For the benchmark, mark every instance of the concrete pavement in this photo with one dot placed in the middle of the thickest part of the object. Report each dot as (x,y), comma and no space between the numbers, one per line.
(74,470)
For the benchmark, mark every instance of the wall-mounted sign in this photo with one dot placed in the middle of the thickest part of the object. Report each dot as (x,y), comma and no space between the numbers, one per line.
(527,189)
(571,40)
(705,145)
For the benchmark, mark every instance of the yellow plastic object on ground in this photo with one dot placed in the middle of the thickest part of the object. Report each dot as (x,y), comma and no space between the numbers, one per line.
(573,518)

⁂

Przepisz całe powyższe dane, zamieniając każde „benchmark” na „evaluation”. Wszystko inne zostaw bez zmian.

◆ **ROZWIĄZANIE**
For the evaluation, mark every instance of the concrete pavement in this photo with one dot placed in the middle of the thickest part of the object. Report each dot as (x,y), comma and no space between the numbers, one per line.
(74,470)
For the evaluation, mark every instance of the wall-mounted sign in this photo with one dot placed in the middle of the thickest part of the object. Report each dot as (x,y), comma and no space between the numbers, one per line.
(527,189)
(571,40)
(705,145)
For the evaluation, mark every instance of the yellow plastic object on ground in this photo with one dot placed in the middle of the thickest part of the object. Report each dot as (x,y), comma and no space between the numbers, one per line.
(573,518)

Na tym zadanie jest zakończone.